> [TEXTO FORNECIDO]
+++

São vários os desdobramentos dessa faceta jurídico-objetiva, ainda de extensão um pouco nebulosa, mas os que mais interessam ao objeto de estudo são a consagração na dogmática jurídica de que todos direitos fundamentais irradiam efeitos a todo o ordenamento jurídico e impõem ao Estado um dever de proteção e concretização desses direitos e de uma interpretação conforme aos direitos fundamentais (SARLET, 2007, p. 161-175), do qual se ampara a base teórica da defesa contra uma insuficiência na realização de direitos sociais e, por que não admitir, de direitos de 3ª dimensão, voltados à defesa da cidadania coletiva. Conforme apontam PIEROTH e SCHLINK (2008, 24), há câmbio de perspectiva: os direitos fundamentais concedem ao particular margem de autonomia ao mesmo tempo em que a retiram do campo decisório do Estado, inclusive do legislador, sem importar se o indivíduo realmente goza ou não de algum direito.

+++

[Trechos de conjunto de dados de rotulagem de pontos]

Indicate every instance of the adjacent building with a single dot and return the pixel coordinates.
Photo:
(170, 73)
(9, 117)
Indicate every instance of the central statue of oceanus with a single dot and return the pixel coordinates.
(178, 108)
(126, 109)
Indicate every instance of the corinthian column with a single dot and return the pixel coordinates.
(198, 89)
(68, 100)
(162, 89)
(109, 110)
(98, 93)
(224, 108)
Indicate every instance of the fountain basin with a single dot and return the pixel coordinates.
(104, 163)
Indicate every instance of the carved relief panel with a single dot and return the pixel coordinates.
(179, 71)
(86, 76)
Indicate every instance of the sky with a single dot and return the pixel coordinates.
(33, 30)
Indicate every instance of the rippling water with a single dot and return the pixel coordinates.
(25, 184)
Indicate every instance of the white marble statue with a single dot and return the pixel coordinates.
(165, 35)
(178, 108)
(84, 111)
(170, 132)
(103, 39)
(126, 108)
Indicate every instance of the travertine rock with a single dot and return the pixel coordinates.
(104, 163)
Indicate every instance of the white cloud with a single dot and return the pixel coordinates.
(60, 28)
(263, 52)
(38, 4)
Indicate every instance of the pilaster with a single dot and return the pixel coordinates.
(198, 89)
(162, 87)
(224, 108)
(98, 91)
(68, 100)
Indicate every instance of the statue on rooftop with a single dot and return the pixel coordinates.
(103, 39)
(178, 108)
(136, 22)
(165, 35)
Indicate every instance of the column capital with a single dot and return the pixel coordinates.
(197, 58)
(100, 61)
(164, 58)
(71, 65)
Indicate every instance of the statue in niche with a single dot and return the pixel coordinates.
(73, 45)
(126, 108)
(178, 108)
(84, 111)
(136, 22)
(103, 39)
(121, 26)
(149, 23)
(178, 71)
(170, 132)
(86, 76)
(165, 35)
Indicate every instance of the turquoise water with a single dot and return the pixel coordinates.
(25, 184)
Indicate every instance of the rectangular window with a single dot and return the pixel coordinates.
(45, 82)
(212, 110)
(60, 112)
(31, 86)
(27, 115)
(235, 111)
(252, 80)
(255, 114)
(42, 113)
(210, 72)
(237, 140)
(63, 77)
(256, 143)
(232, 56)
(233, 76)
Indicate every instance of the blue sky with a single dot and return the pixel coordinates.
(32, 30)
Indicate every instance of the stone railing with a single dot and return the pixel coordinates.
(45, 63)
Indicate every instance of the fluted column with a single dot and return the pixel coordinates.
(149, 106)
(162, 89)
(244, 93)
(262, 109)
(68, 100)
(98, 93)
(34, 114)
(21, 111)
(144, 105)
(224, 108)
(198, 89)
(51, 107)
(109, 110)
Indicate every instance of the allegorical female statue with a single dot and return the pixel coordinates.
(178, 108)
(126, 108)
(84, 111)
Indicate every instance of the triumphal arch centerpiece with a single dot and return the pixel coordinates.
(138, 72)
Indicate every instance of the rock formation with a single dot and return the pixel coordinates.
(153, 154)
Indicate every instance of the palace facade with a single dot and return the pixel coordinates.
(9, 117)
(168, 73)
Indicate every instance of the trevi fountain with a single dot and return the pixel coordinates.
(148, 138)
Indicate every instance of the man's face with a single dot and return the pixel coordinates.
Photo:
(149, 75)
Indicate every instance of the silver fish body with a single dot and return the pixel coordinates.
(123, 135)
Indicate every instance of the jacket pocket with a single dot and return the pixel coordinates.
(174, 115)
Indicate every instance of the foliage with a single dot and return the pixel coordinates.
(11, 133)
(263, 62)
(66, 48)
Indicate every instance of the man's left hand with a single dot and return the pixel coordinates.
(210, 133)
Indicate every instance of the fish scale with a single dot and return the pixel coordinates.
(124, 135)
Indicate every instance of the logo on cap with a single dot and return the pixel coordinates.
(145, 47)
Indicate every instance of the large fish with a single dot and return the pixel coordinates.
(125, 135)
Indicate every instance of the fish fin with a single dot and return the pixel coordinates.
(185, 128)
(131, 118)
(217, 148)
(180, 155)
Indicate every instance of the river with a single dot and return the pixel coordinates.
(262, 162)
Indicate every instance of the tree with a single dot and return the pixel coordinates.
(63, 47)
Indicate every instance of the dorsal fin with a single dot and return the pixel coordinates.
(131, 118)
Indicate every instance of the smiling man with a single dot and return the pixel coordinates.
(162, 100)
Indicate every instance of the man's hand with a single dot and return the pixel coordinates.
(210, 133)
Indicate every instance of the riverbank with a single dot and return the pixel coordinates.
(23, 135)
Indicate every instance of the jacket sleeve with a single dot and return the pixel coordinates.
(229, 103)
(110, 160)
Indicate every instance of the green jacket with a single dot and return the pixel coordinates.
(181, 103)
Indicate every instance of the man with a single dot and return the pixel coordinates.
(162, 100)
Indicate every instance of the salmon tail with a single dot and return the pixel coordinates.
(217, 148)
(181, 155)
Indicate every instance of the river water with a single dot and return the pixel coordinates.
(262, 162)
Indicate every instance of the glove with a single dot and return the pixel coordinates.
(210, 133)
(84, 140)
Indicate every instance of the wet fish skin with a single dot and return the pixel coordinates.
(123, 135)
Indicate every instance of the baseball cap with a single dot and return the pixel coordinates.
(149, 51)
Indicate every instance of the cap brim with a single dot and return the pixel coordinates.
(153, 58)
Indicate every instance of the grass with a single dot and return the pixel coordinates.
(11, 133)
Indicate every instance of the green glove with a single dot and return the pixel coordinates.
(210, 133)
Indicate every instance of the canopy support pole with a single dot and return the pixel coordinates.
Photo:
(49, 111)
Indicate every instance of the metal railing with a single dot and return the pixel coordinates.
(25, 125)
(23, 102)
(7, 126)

+++

> [PROBLEMA A RESOLVER]
Dê continuidade ao texto sobre a dimensão jurídico-objetiva dos direitos fundamentais a partir da última frase apresentada.

> [RESPOSTA DO EXERCÍCIO]
Sem querer esmiuçar os vários aspectos objetivos dos direitos fundamentais, é fato que essa concepção de uma função ou caráter objetivo dos direitos fundamentais permite uma construção integrativa, a formatar os direitos fundamentais não mais apenas naqueles compreendidos no status negativus de Georg Jellinek (JELLINEK, 2002, p. 387-389, para uma ideia muito breve da sua teoria do status), mas complementá-los com os direitos enquadráveis no status positivus (PIEROTH; SCHLINK, 2008, p. 24). Expandem-se para não se limitarem apenas aos direitos subjetivos de liberdade, mas transcenderem a espectros valorativos ou diretrizes axiológicas. Aliás, comenta-se até de um novo status positivus socialis, no intuito de cimentar que a crescente intervenção do Estado na área econômico-social altera o paradigma dos direitos fundamentais unicamente como limites ao Estado, mas conferindo-lhes objetivo maior (PEREZ-LUÑO, 2007, p. 24-25).

Já se defendeu em outro artigo (ALMEIDA, 2011, p. 95-97) que a dimensão objetiva dos direitos fundamentais representa um reforço de juridicidade à categoria dos direitos sociais, extirpando, por consequência, as objeções relacionadas a sua exigibilidade. Perde o sentido conceber os direitos sociais como simples apelos ao legislador, como meras normas programáticas. De igual forma, em relação aos direitos de terceira dimensão ou de solidariedade/fraternidade, como é o caso do meio ambiente, pode-se advogar que todas as normas jurídicas constitucionais recebem robustez de juridicidade dos deveres dirigidos ao Estado de tutelar e dar efetividade aos valores subjacentes aos direitos, dar-lhes concreção. Esse reconhecimento na norma suprema do Estado dos valores ordenados obriga o poder a subalternar-se a esses valores diretores da ordem jurídica, a comportar-se em subserviência a esses vetores axiológicos.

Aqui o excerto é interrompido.